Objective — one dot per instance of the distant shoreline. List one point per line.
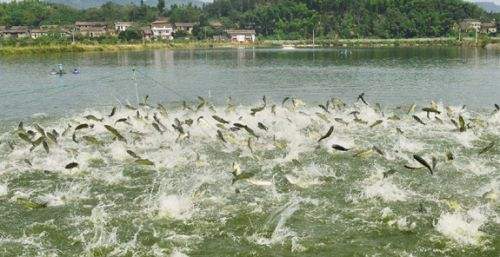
(340, 43)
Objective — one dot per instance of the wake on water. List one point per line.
(209, 180)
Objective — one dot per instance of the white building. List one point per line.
(122, 26)
(241, 35)
(162, 29)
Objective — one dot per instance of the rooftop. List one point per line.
(240, 31)
(90, 23)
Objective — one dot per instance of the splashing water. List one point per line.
(180, 182)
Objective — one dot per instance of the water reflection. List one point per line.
(390, 76)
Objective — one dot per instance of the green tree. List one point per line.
(161, 6)
(130, 34)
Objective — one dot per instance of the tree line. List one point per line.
(274, 19)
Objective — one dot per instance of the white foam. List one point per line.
(462, 227)
(175, 206)
(386, 190)
(177, 253)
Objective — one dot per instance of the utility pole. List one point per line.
(476, 37)
(313, 39)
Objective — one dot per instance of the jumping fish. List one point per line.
(388, 173)
(133, 154)
(30, 204)
(449, 156)
(130, 107)
(328, 134)
(66, 131)
(201, 104)
(219, 119)
(70, 166)
(220, 136)
(431, 109)
(378, 150)
(487, 148)
(262, 126)
(162, 110)
(82, 126)
(376, 123)
(250, 131)
(93, 118)
(92, 140)
(52, 137)
(418, 119)
(284, 101)
(362, 98)
(145, 162)
(339, 120)
(256, 110)
(185, 106)
(423, 162)
(157, 127)
(339, 147)
(45, 146)
(40, 129)
(411, 109)
(25, 137)
(115, 133)
(113, 111)
(461, 122)
(324, 108)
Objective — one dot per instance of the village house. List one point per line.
(38, 32)
(15, 32)
(162, 29)
(147, 33)
(91, 28)
(470, 25)
(489, 27)
(185, 26)
(216, 24)
(79, 25)
(122, 26)
(241, 35)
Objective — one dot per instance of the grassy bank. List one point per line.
(416, 42)
(55, 48)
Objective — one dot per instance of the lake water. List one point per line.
(415, 175)
(389, 76)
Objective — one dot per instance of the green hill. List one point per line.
(83, 4)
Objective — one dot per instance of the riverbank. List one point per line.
(491, 43)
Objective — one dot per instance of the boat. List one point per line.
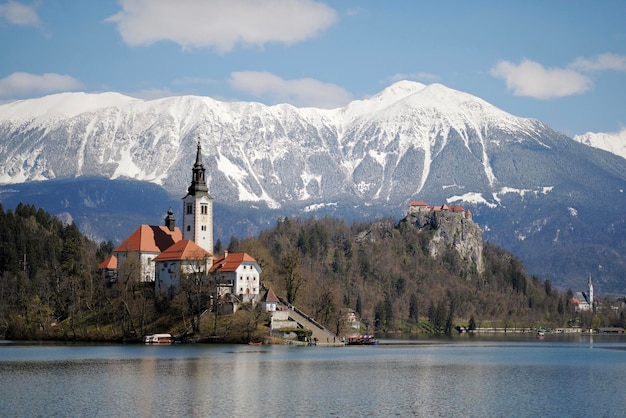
(362, 340)
(158, 339)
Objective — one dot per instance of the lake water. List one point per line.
(469, 377)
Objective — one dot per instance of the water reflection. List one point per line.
(471, 378)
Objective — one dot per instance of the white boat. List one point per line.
(158, 339)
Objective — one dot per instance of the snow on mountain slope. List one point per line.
(614, 142)
(525, 183)
(408, 139)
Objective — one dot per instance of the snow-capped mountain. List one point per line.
(533, 190)
(614, 142)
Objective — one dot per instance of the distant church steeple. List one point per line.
(590, 292)
(198, 208)
(198, 183)
(170, 221)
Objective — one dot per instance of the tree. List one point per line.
(290, 269)
(413, 312)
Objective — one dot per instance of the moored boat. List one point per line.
(158, 339)
(362, 340)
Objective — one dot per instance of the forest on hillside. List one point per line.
(50, 286)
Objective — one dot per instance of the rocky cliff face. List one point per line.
(453, 229)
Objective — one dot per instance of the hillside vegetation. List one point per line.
(50, 287)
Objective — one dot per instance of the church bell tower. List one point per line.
(198, 208)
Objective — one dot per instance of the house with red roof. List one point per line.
(238, 274)
(165, 254)
(184, 259)
(136, 253)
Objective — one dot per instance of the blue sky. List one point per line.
(562, 62)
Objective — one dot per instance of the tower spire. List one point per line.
(198, 207)
(198, 185)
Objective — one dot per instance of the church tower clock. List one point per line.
(198, 208)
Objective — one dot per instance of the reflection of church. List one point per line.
(163, 254)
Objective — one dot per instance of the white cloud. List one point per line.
(19, 14)
(24, 84)
(601, 62)
(532, 79)
(222, 24)
(300, 92)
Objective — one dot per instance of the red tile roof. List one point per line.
(231, 261)
(150, 238)
(183, 250)
(109, 263)
(271, 296)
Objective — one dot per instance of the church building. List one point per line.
(165, 254)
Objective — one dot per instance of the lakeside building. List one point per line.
(164, 254)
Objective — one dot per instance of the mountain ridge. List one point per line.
(520, 178)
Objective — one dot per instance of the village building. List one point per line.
(165, 254)
(423, 207)
(136, 253)
(583, 301)
(185, 259)
(237, 274)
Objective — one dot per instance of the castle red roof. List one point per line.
(150, 238)
(419, 203)
(183, 250)
(110, 263)
(271, 296)
(231, 261)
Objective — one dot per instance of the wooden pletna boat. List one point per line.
(362, 340)
(158, 339)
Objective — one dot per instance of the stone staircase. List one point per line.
(320, 336)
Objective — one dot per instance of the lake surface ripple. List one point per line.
(574, 377)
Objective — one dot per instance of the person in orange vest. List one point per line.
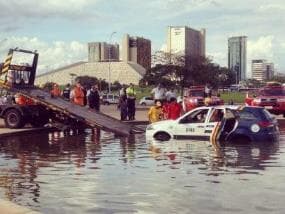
(55, 92)
(22, 100)
(77, 95)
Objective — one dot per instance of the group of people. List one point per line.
(79, 95)
(127, 103)
(165, 106)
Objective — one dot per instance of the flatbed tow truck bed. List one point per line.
(26, 74)
(89, 117)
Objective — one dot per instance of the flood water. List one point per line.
(53, 173)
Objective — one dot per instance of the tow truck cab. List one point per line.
(14, 75)
(194, 97)
(271, 97)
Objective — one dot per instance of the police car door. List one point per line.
(192, 125)
(215, 115)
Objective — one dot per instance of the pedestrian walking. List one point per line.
(123, 105)
(77, 95)
(208, 90)
(93, 97)
(131, 101)
(55, 92)
(174, 109)
(158, 92)
(170, 94)
(66, 92)
(85, 95)
(155, 112)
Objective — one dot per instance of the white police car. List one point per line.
(196, 124)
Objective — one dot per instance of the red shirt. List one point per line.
(165, 111)
(174, 111)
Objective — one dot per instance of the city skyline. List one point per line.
(237, 57)
(54, 28)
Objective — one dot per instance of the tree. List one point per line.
(48, 86)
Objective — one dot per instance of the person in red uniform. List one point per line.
(174, 109)
(77, 95)
(55, 92)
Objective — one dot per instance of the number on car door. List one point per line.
(192, 126)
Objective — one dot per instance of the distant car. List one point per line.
(108, 99)
(271, 97)
(248, 124)
(179, 99)
(146, 101)
(195, 97)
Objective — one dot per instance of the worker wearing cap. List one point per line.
(131, 101)
(77, 95)
(55, 92)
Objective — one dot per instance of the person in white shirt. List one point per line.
(170, 94)
(158, 92)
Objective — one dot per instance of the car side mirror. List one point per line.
(183, 120)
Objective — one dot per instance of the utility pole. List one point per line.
(109, 73)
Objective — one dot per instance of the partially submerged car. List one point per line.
(237, 123)
(271, 97)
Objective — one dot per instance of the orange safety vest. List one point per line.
(56, 91)
(22, 100)
(78, 96)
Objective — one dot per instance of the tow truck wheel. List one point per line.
(14, 119)
(162, 136)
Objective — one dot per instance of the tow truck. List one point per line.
(195, 96)
(19, 76)
(271, 97)
(18, 79)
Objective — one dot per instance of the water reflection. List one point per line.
(247, 157)
(99, 172)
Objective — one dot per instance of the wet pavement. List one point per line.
(87, 173)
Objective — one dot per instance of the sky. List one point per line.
(60, 30)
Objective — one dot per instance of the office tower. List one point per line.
(237, 56)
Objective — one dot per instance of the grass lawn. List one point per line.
(236, 97)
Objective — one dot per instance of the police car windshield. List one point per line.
(273, 92)
(196, 93)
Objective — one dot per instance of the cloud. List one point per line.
(218, 57)
(14, 10)
(51, 55)
(261, 48)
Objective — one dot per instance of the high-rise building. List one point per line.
(237, 56)
(137, 49)
(262, 70)
(185, 41)
(102, 51)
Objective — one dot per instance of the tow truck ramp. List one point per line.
(89, 117)
(20, 79)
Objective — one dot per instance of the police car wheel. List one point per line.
(162, 136)
(13, 119)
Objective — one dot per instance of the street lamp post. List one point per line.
(109, 73)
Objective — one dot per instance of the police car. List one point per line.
(247, 123)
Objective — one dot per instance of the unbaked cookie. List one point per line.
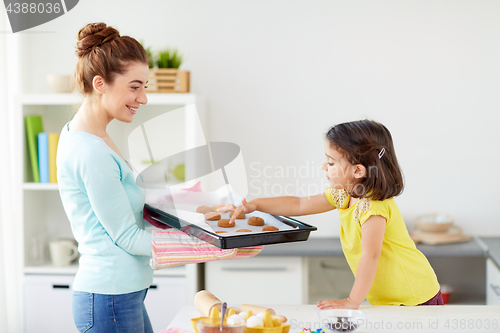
(212, 216)
(240, 217)
(224, 223)
(204, 209)
(255, 220)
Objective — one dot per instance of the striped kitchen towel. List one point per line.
(173, 248)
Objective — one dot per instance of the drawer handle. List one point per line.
(256, 269)
(496, 289)
(60, 286)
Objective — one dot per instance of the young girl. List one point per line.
(364, 177)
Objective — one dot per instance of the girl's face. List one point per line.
(122, 98)
(340, 173)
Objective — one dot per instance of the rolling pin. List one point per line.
(257, 309)
(205, 301)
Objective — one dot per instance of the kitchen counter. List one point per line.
(421, 319)
(493, 247)
(319, 247)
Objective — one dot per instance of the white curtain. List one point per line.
(10, 268)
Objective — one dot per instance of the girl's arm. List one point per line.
(288, 206)
(372, 236)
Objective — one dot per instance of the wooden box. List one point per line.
(168, 80)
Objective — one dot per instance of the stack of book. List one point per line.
(42, 148)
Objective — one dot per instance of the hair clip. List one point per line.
(382, 152)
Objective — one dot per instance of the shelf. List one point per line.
(72, 99)
(41, 186)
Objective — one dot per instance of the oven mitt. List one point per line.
(174, 248)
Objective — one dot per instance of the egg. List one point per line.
(255, 321)
(235, 320)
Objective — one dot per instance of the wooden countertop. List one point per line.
(421, 319)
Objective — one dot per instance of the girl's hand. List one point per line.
(345, 303)
(245, 208)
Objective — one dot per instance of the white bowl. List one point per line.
(341, 320)
(61, 83)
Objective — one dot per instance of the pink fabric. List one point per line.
(436, 300)
(173, 248)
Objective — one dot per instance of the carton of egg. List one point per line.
(259, 323)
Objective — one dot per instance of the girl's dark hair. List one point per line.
(362, 142)
(102, 51)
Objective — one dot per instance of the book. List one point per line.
(53, 141)
(43, 157)
(33, 127)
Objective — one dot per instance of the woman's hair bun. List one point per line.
(92, 35)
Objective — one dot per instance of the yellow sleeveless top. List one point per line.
(404, 276)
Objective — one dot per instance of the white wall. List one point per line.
(277, 74)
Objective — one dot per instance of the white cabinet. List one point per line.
(48, 302)
(166, 296)
(41, 218)
(492, 283)
(258, 280)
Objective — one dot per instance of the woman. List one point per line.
(100, 196)
(98, 189)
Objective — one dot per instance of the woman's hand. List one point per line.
(245, 208)
(345, 303)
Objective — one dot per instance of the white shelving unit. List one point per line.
(40, 214)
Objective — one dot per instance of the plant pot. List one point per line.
(168, 80)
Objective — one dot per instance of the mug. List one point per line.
(63, 252)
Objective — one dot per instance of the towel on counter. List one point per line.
(174, 248)
(175, 330)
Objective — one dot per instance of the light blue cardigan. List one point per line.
(104, 206)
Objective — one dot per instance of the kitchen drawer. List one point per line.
(258, 280)
(47, 306)
(492, 283)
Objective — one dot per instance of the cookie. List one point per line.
(240, 217)
(204, 209)
(255, 220)
(212, 216)
(224, 223)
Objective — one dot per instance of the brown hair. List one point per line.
(362, 142)
(102, 51)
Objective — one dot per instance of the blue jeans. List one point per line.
(111, 313)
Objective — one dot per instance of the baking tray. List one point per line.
(300, 231)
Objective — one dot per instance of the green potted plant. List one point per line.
(166, 76)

---

### BRIEF
Only the lines from the one with "Objective — one dot per instance of the baking" through the end of the data belong in the answer, each reproduced exactly.

### RESULT OF THIS TASK
Objective — one dot per instance of the baking tray. List one point per line.
(300, 231)
Objective — one dot per instance of the green potted plant. List one point per line.
(166, 76)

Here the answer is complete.